**TEXT SECTION:**
First, here's what I found most fascinating, and also really scary for MySpace:

myspace chart.gif

If that chart were to go back further, I think it would be even more dramatic. Most people I went to college with had Facebook accounts before MySpace, since I went to one of the earliest schools whose students and alumni were invited to Facebook. But MySpace soon became a much more popular site, and anyone could join. So lots of my other friends quickly signed up. Many of them, including myself, have since left the site, but remain active on Facebook. So what's going on?

I almost equate it with the Microsoft-Yahoo/Apple-Google disparity. Products from the former grouping generally gave its users more power over the interface and had an early mover advantage, so they dominated initially. But since then, consumers have shifted to prefer the simpler, more elegant interface in the Apple-Google style.

**ASSIGNMENT 1:**
Using the passage on MySpace and Facebook, decide whether each statement agrees with it. Answer yes or no for each and quote the words that settle it.
(a) The writer attended one of the earliest schools whose students and alumni were invited to Facebook.
(b) The writer is still an active MySpace user.
(c) Products from the Microsoft-Yahoo grouping had an early mover advantage.
**ASSIGNMENT 2:** List every company or website named in the passage on MySpace and Facebook.
**ASSIGNMENT 3:** Write the next paragraph of the passage on MySpace and Facebook, picking up right after its final sentence.
The rows that come next are separate material, unrelated to the passage on MySpace and Facebook.

**DATASET CONTENT:**
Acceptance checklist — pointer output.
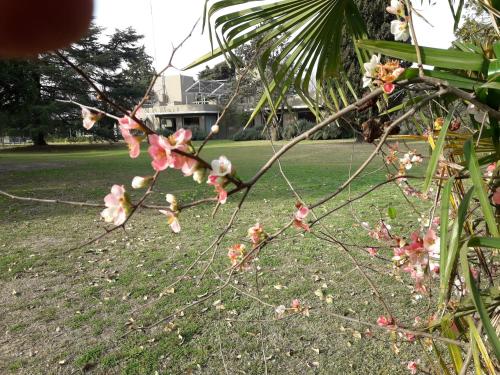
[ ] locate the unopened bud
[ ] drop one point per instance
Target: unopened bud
(141, 182)
(199, 175)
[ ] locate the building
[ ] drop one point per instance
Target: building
(181, 102)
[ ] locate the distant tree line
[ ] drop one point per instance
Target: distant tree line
(29, 89)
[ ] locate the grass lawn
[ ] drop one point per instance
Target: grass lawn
(66, 312)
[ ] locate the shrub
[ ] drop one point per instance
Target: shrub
(250, 134)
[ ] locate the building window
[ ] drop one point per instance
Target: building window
(168, 123)
(191, 122)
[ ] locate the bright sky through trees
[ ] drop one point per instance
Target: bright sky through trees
(166, 22)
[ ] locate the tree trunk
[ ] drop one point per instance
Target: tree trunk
(274, 133)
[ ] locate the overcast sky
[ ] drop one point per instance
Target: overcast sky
(164, 22)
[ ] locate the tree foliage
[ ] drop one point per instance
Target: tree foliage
(30, 89)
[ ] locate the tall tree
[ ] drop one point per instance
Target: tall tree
(118, 65)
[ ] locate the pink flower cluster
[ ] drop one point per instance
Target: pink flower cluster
(237, 255)
(256, 234)
(418, 256)
(118, 206)
(163, 152)
(300, 216)
(221, 168)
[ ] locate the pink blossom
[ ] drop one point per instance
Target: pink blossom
(410, 337)
(431, 242)
(172, 220)
(218, 183)
(161, 150)
(397, 8)
(128, 123)
(389, 87)
(89, 118)
(300, 216)
(381, 232)
(236, 255)
(221, 167)
(496, 196)
(117, 204)
(412, 366)
(256, 233)
(134, 143)
(158, 151)
(490, 169)
(383, 321)
(372, 251)
(296, 305)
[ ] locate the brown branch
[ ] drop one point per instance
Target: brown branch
(88, 107)
(414, 38)
(159, 74)
(401, 119)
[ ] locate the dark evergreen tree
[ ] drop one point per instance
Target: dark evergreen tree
(119, 66)
(221, 71)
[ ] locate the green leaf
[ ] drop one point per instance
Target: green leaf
(477, 341)
(451, 77)
(449, 59)
(443, 241)
(434, 161)
(302, 36)
(492, 242)
(455, 352)
(496, 49)
(453, 248)
(391, 211)
(480, 188)
(478, 302)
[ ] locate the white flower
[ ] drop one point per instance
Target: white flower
(221, 167)
(397, 8)
(89, 118)
(280, 310)
(139, 182)
(172, 201)
(479, 115)
(199, 175)
(170, 198)
(370, 70)
(400, 30)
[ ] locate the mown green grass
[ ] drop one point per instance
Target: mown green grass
(75, 307)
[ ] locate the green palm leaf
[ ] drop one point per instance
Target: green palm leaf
(306, 33)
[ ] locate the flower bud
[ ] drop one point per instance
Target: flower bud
(170, 198)
(199, 175)
(141, 182)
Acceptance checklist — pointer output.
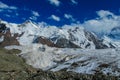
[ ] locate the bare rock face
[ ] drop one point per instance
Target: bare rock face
(44, 41)
(64, 43)
(61, 43)
(98, 43)
(8, 38)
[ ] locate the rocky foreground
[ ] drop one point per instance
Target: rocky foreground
(13, 67)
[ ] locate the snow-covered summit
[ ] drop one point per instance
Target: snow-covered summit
(72, 36)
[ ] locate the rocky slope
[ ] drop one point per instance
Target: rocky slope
(12, 67)
(69, 36)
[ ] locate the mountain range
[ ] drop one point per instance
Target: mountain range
(68, 36)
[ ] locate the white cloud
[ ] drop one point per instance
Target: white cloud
(5, 6)
(103, 24)
(35, 13)
(55, 2)
(74, 2)
(56, 18)
(68, 16)
(33, 18)
(7, 15)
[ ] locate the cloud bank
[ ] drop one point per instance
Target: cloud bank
(54, 17)
(103, 24)
(5, 6)
(55, 2)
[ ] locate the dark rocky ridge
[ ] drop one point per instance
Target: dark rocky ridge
(12, 67)
(8, 38)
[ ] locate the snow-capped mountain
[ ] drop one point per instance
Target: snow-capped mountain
(68, 36)
(69, 48)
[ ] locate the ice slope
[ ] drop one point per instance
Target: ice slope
(86, 61)
(29, 31)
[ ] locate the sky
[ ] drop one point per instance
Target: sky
(56, 12)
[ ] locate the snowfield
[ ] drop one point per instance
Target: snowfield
(86, 61)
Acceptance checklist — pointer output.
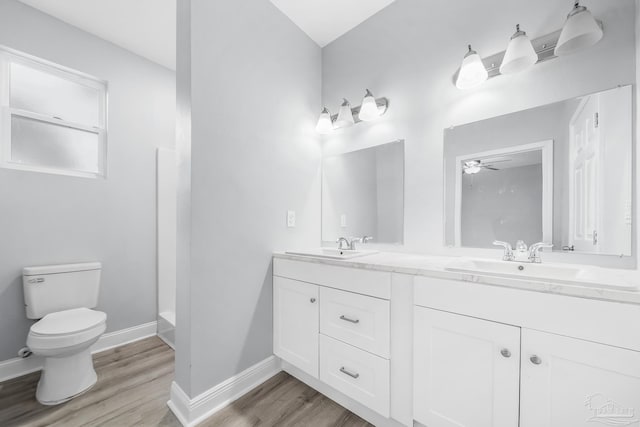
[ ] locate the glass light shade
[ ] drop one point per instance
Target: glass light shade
(520, 54)
(580, 31)
(369, 108)
(472, 72)
(345, 116)
(325, 125)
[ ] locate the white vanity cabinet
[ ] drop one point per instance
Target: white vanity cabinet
(572, 361)
(333, 323)
(296, 323)
(569, 382)
(466, 371)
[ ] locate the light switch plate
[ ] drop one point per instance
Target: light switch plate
(343, 220)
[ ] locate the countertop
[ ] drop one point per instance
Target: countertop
(435, 266)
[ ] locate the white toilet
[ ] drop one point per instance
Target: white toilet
(62, 297)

**EXPECTED ANSWER 1:**
(a) Yes: "since I went to one of the earliest schools whose students and alumni were invited to Facebook"
(b) No: "Many of them, including myself, have since left the site, but remain active on Facebook"
(c) Yes: "had an early mover advantage"

**EXPECTED ANSWER 2:** MySpace, Facebook, Microsoft, Yahoo, Apple, Google

**EXPECTED ANSWER 3:**
For example, one of the reasons I left MySpace was because I would receive entirely too many sketchy friend or band requests that did not interest me. A few times I clicked on pages and narrowly escaped getting infected with malware/viruses. Even though I had a lot more control over customizing my MySpace page, I began not to care. Some people's pages were also too customized -- it became annoying. I came to prefer Facebook's simplicity and functionality. I made a similar shift from Yahoo to Google, though I have not weaned myself off Yahoo services entirely, since its offerings are broader than Google's.

It's very hard to revive something like a social networking site, due to the inherent chain-reaction nature of people leaving and their friends following. So here's where MySpace is going, according to the WSJ:

In a strategy shift, MySpace is striving to become an online hangout for people to connect with friends over entertainment content, whether it's the new Pearl Jam album, blogs from celebrities like British pop singer Lily Allen or a karaoke contest for the Fox musical comedy "Glee."

It might work, but I'm not convinced. I think I'm more into music, film and broader pop culture than the average American, but even I have no desire to tangle with MySpace again despite a renewed emphasis -- I just don't feel it's worth my time. I can already go to fan sites, join Yahoo groups or even find Facebook fan pages. But maybe I'm no longer MySpace's target audience and just don't get it.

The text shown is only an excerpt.